» SELECTED EXCERPT:
Pathology: As stored lipids are mobilized in the face of nutritional deficit, adipose cells shrink and change from being filled by a single, large lipid vacuole that displaces the nucleus to eosinophilic to pale grey cytoplasm with small vacuoles of residual lipid. These can resemble brown fat or even signet ring carcinoma on histology (Gilbert and others, 2021). Grossly, areas where adipose tissue was formerly more abundant appear gelatinous. Fat around the heart and kidneys is the last to be metabolized in starvation, and absence of fatty tissue in these locations is also evidence of a chronic, severe nutritional deficit. Germinal centers in lymphoid organs are often depleted and malnourished animals are immune compromised (Chandra, 1996). Muscle wasting occurs as fat stores are consumed. Death may result from infection due to immune compromise, or from metabolic acidosis and electrolyte imbalance leading to cardiac arrest.
Diagnosis: Diagnosis is based on overall body condition, absence of pericardial, perirenal and mesenteric fat, and characteristic histology.
Public health concerns: Similar changes are seen in humans with starvation or cachexia due to illness (e.g. cancer). Hungry animals may enter more populated areas in search of food, increasing the risk of conflicts with humans.
Wildlife population impacts: Starvation is a major cause of otter mortality in early life. In a survey of Northern Sea Otters in Washington and Oregon, emaciation without other lesions was the second most common cause of death for immature and subadult sea otters (tied with trauma from all causes), behind Sarcocystis encephalitis as the most common cause (White and others, 2018). Otters do not develop fat stores for insulation or as a buffer for periods of low caloric intake like other marine mammals (e.g. seals) and depend on daily intake. Weanling otters have a high metabolic rate and may not have developed the skills for successful foraging. If prey is sparse, the mother may also abandon a pup or wean earlier for her own survival (Cortez and others, 2016). Poor body condition also contributes to a peak in adult female deaths during the period around weaning (Thometz and others, 2014).
Management: Prey availability in an area is a major determinant for the feasibility and success of reintroduction programs (USFWS, 2022). Abandoned pups may be raised in captivity and possibly released back to the wild if found alive, but supplemental feeding of wild otters is not done because it can increase human directed aggression and decrease foraging behavior.
References:
Chandra, R.K., 1996, Nutrition, immunity and infection: from basic knowledge of dietary manipulation of immune responses to practical application of ameliorating suffering and improving survival: Proceedings of the National Academy of Sciences, v. 93, no. 25, p. 14304-14307.
Cortez, M., Wolt, R., Gelwick, F., Osterrieder, S.K., and Davis, R.W., 2016, Development of an altricial mammal at sea: I. Activity budgets of female sea otters and their pups in Simpson Bay, Alaska: Journal of Experimental Marine Biology and Ecology, v. 481, p. 71-80.
Gilbert, J.D., Langlois, N.E.I., Ruszkiewicz, A., Moffat, D., and Cash, K., 2021, Signet-ring cell appearance of atrophic fat cells: Forensic Science, Medicine and Pathology, v. 17, no. 1, p. 141-143.
Thometz, N.M., Tinker, M.T., Staedler, M.M., Mayer, K.A., and Williams, T.M., 2014, Energetic demands of immature sea otters from birth to weaning: implications for maternal costs, reproductive behavior and population-level trends: Journal of Expeimental Biology, v. 217, no. Pt 12, p. 2053-2061.
USFWS, 2022, Feasabliity assessment: Sea otter reintroduction to the Pacific coast, Report to Congress prepared by the U.S. Fish and Wildlife Service, Region 9; and Regions 10, Sacramento, California.
White, C.L., Lankau, E.W., Lynch, D., Knowles, S., Schuler, K.L., Dubey, J.P., Shearn-Bochsler, V.I., Isidoro-Ayza, M., and Thomas, N.J., 2018, Mortality trends in northern sea otters (Enhydra lutris kenyoni) collected from the coasts of Washington and Oregon, USA (2002–15): Journal of Wildlife Diseases, v. 54, no. 2, p. 238-247.

» EXERCISE TASKS:
#1 Answer these questions from the text on starvation in otters:
(a) Where in the body is fat the last to be metabolized in starvation?
(b) In the survey of Northern Sea Otters in Washington and Oregon, what was the most common cause of death for immature and subadult sea otters?
(c) What two effects are given for supplemental feeding of wild otters?
#2 Translate this sentence from the text on starvation in otters into Spanish: "Otters do not develop fat stores for insulation or as a buffer for periods of low caloric intake like other marine mammals (e.g. seals) and depend on daily intake."
#3 Return, character for character, the part of the text on starvation in otters that opens with the words containing "USFWS, 2022, Feasabliity" and closes with "2, p. 238-247.".

(Dataset entries)
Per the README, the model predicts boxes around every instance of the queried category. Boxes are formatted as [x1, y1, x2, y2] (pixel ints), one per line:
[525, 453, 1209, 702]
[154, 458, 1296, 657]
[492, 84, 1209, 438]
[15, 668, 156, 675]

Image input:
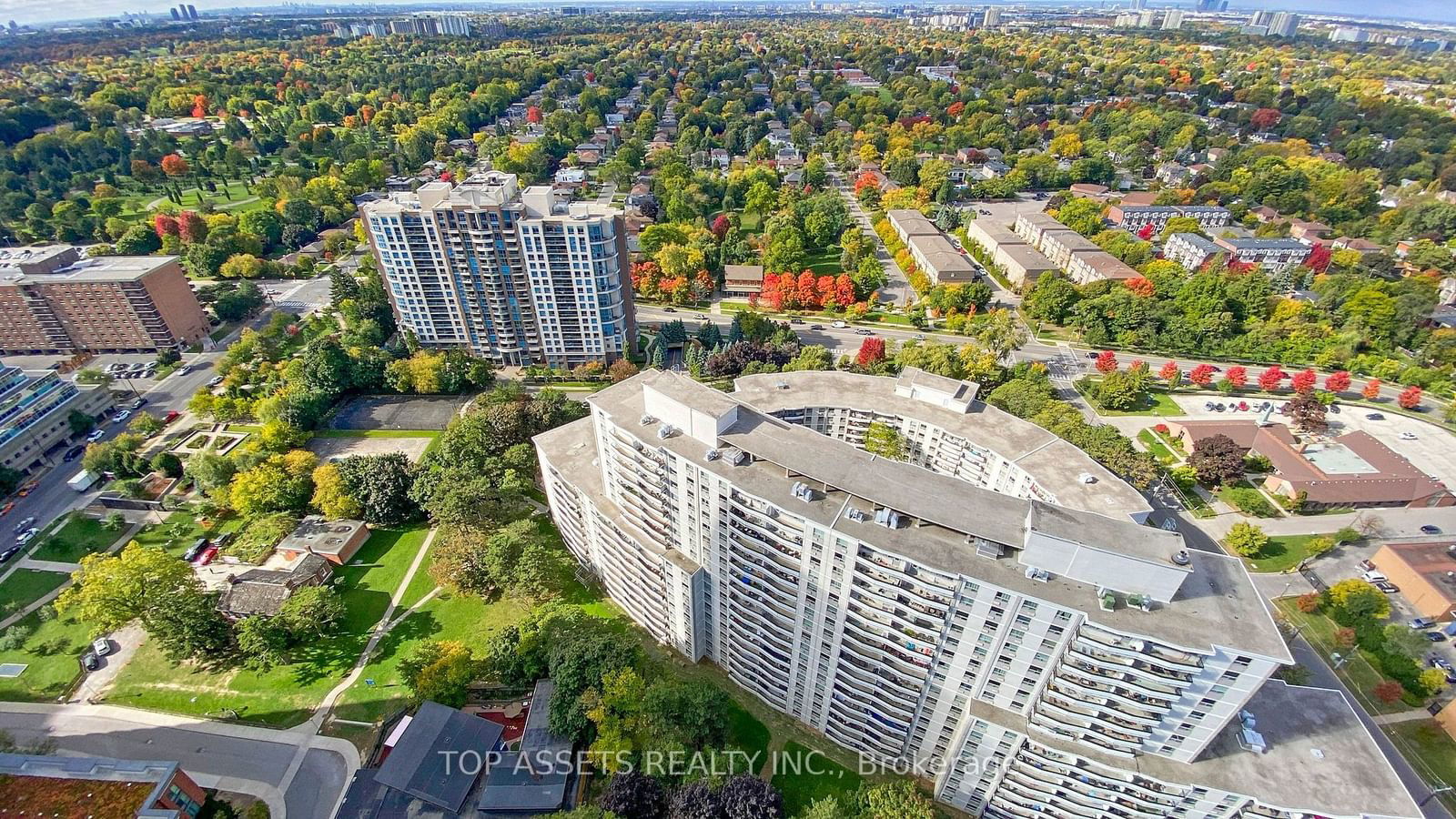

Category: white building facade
[362, 172, 636, 368]
[536, 369, 1415, 819]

» SOLVED PROBLEMS:
#1
(a) Around the heart and kidneys.
(b) Sarcocystis encephalitis.
(c) It can increase human directed aggression and decrease foraging behavior.

#2 Las nutrias no desarrollan reservas de grasa como aislamiento ni como amortiguador para períodos de baja ingesta calórica, como otros mamíferos marinos (p. ej., las focas), y dependen de la ingesta diaria.

#3
USFWS, 2022, Feasabliity assessment: Sea otter reintroduction to the Pacific coast, Report to Congress prepared by the U.S. Fish and Wildlife Service, Region 9; and Regions 10, Sacramento, California.
White, C.L., Lankau, E.W., Lynch, D., Knowles, S., Schuler, K.L., Dubey, J.P., Shearn-Bochsler, V.I., Isidoro-Ayza, M., and Thomas, N.J., 2018, Mortality trends in northern sea otters (Enhydra lutris kenyoni) collected from the coasts of Washington and Oregon, USA (2002–15): Journal of Wildlife Diseases, v. 54, no. 2, p. 238-247.